**REQUIRED WORK:**
- A) In the prostate cancer research summary, what share of CRPC cases are tumors lacking TP53 and RB1?
- B) Shorten the paragraph of the prostate cancer research summary that begins "This R01 competitive renewal application" into a brief list of its main facts.
- C) Resume the prostate cancer research summary after its last sentence, carrying on in the same style.

--- STUDY TEXT ---

This R01 competitive renewal application focuses on a novel mechanism of acquired resistance to hormone therapy in castration resistant prostate cancer (CRPC) called lineage plasticity. During the initial 5 year funding cycle, we focused primarily on two other mechanisms of resistance: mutation or amplification of the androgen receptor (AR) and bypass of AR signaling through upregulation of the closely related glucocorticoid receptor. This work is described briefly in the Progress Report section of the Research Strategy and in the papers cited in the Progress Report Publication List. Here we shift our attention to a third mechanism of acquired resistance that we recently reported called lineage plasticity, in which prostate cancers escape hormone therapy by changing their identity from an AR dependent luminal lineage phenotype to an AR independent non-luminal lineage. This resistance mechanism occurs primarily in tumors deficient in the tumor suppressor genes TP53 and RB1 (which account for ~15% of CRPC) and is explained, in part, by upregulation of the reprogramming factor SOX2 which enables luminal epithelial cells to acquire characteristics of basal epithelial, mesenchymal and neuroendocrine cells that are no longer dependent on AR signaling for survival. We have developed genetically-defined mouse and human prostate cancer models (using organoid technology, xenografts and orthotopic tumor models) that recapitulate all the phenotypes of lineage plasticity observed in CRPC patients with reproducible, defined kinetics that make these models suitable for detailed mechanistic investigation.
In Aim 1, we will identify the regulators of these lineage transitions, starting with a series of timecourse experiments using RNA-seq, ATAC-seq, chromatin ChIP-seq and single cell RNA-seq to define the transcriptomic and chromatin landscape changes associated with these changing phenotypes.
Aim 2 will address the mechanism by which antiandrogen therapy can accelerate the development of lineage plasticity, which we postulate is through disruption of an AR-driven transcriptional program that helps maintain luminal identity. The results could have implications for the timing and context in which hormone therapy is used clinically.

--- DATA UNDER STUDY ---

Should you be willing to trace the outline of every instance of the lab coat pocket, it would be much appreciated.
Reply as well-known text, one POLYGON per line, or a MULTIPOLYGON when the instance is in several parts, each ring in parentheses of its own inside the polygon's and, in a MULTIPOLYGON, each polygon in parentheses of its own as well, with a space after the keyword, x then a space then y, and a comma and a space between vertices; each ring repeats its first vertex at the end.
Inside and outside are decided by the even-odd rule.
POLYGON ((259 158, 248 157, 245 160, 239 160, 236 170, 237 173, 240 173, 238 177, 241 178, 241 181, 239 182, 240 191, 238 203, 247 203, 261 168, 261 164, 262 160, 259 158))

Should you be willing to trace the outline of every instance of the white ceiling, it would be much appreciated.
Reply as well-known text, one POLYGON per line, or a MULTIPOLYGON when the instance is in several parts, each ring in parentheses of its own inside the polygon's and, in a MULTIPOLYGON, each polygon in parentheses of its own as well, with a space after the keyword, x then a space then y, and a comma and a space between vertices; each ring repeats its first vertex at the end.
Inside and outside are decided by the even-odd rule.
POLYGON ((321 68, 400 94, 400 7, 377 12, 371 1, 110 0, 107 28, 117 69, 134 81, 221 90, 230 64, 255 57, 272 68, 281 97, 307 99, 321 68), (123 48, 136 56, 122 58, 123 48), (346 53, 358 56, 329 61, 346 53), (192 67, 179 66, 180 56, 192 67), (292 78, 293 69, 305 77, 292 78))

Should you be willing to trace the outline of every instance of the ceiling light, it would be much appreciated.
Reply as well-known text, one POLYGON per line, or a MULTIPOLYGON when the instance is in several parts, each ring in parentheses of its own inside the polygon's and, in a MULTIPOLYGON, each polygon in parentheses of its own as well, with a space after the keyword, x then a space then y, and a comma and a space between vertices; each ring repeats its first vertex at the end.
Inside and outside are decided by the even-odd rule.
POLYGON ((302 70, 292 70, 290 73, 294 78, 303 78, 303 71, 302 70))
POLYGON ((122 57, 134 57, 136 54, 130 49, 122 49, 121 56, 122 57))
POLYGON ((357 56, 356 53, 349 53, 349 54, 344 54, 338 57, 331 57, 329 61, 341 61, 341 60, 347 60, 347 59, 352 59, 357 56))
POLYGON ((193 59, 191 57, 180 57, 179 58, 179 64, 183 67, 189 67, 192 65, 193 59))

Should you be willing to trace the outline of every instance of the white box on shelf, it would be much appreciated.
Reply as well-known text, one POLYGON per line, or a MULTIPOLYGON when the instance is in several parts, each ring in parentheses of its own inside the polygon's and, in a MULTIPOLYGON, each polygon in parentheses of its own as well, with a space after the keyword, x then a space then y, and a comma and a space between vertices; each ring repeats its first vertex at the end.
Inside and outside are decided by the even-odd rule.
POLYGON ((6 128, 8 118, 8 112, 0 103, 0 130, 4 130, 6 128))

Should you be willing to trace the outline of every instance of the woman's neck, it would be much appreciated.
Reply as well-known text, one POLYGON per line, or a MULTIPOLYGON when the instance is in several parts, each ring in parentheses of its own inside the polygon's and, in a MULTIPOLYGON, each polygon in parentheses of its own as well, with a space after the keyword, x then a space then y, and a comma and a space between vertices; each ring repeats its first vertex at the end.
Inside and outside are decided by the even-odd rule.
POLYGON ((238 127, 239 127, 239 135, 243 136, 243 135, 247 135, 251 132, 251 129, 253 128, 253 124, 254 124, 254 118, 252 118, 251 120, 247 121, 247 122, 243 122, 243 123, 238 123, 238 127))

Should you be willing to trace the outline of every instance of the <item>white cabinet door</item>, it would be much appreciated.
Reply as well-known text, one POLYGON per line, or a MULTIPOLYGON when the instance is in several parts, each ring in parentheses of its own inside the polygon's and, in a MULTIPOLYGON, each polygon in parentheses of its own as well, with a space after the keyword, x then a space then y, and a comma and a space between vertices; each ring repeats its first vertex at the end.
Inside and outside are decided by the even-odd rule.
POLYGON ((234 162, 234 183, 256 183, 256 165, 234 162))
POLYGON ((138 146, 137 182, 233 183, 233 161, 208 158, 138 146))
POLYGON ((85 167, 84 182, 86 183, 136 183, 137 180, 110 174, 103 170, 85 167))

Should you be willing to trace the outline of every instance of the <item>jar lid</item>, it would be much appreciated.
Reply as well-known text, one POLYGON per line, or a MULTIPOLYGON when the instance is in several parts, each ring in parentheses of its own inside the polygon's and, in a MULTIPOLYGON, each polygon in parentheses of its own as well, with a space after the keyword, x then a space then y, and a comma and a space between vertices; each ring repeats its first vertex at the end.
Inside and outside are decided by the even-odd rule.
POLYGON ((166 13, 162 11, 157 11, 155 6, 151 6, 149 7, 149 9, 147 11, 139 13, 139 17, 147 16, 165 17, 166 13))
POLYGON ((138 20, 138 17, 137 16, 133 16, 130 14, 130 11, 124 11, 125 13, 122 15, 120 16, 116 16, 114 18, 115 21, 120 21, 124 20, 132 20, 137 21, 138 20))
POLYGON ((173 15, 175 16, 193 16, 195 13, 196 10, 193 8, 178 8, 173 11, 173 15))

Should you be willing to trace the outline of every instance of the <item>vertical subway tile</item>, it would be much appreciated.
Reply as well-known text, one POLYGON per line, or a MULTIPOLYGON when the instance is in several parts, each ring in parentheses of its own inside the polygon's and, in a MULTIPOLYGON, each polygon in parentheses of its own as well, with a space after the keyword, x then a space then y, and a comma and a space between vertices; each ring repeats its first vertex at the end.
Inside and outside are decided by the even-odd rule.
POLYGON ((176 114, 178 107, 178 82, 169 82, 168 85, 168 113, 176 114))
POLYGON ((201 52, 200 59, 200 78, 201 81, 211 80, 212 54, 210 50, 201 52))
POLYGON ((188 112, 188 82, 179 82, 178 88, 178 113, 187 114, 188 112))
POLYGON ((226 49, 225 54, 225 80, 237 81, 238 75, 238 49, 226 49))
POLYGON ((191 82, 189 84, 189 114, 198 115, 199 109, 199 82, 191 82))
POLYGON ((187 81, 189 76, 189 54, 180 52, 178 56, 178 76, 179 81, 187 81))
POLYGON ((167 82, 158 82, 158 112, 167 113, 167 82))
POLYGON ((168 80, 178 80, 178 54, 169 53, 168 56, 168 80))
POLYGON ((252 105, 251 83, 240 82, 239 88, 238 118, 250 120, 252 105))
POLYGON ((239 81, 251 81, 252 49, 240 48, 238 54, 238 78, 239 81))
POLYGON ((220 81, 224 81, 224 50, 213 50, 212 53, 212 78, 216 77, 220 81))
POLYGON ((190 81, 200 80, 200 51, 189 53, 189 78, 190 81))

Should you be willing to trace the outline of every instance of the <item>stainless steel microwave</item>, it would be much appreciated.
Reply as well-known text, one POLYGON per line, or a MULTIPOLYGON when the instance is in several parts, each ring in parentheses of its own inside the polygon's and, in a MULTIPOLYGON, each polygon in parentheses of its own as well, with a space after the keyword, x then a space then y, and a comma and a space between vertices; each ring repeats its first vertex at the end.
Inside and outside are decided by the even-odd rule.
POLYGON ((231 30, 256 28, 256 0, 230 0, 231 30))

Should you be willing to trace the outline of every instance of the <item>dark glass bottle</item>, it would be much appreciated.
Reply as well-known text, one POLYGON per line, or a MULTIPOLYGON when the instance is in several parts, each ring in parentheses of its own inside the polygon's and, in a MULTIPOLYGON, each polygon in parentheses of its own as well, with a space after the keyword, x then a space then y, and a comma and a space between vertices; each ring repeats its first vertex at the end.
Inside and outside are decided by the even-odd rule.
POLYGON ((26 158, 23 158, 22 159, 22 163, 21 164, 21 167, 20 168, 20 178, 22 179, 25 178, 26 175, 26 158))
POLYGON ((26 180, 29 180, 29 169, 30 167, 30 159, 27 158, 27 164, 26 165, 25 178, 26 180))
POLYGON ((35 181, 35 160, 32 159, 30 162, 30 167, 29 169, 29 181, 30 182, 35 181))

---

**RESPONSES TO THE TASKS:**
- A) About 15% of CRPC.

- B)
- The renewal application studies lineage plasticity, a mechanism of acquired resistance to hormone therapy in castration resistant prostate cancer (CRPC).
- The first 5-year funding cycle studied two other mechanisms: mutation or amplification of the androgen receptor (AR), and bypass of AR signaling through upregulation of the glucocorticoid receptor.
- In lineage plasticity, cancers escape hormone therapy by changing from an AR-dependent luminal identity to an AR-independent non-luminal one.
- It occurs mainly in tumors lacking TP53 and RB1 (about 15% of CRPC).
- It is partly explained by upregulation of SOX2, which lets luminal cells take on basal, mesenchymal and neuroendocrine traits that do not need AR signaling.
- The team has built genetically defined mouse and human models (organoids, xenografts, orthotopic tumors). These models reproduce all the lineage plasticity phenotypes seen in patients, with defined kinetics suited to mechanistic study.

- C)
In Aim 3, we will identify candidate drug targets that block the development of lineage plasticity by conducting a pooled CRISPR screen of a library focused exclusively on chromatin modifying enzymes (selected based on our recent data implicating EZH2 as one such target). We will characterize the hits from this screen with the long range goal of developing combination therapy regimens (with antiandrogen therapy) that prevent resistance. In summary, this application will generate novel mechanistic insight into lineage plasticity in prostate cancer, with obvious implications for the clinical challenge of drug resistance. The findings are also likely to have relevance for other epithelial tumor types such as lung cancer, breast cancer and melanoma where evidence implicating lineage plasticity as a cause of drug resistance has also emerged.

Public Health Relevance

26,000 men die each year in the US from metastatic prostate cancer because the disease develops resistance to the primary treatment, called hormone therapy. DNA sequencing studies have identified a subset of patients who develop resistance through a mechanism called lineage plasticity, where the tumors change their identity from a luminal prostate cell that responds to hormone therapy to a non-luminal cell that is resistant. This application will investigate the molecular details of how this happens, using laboratory models and patient samples, with the goal of gaining insight into how to prevent this form of resistance from developing.

National Institute of Health (NIH)
National Cancer Institute (NCI)
Research Project (R01)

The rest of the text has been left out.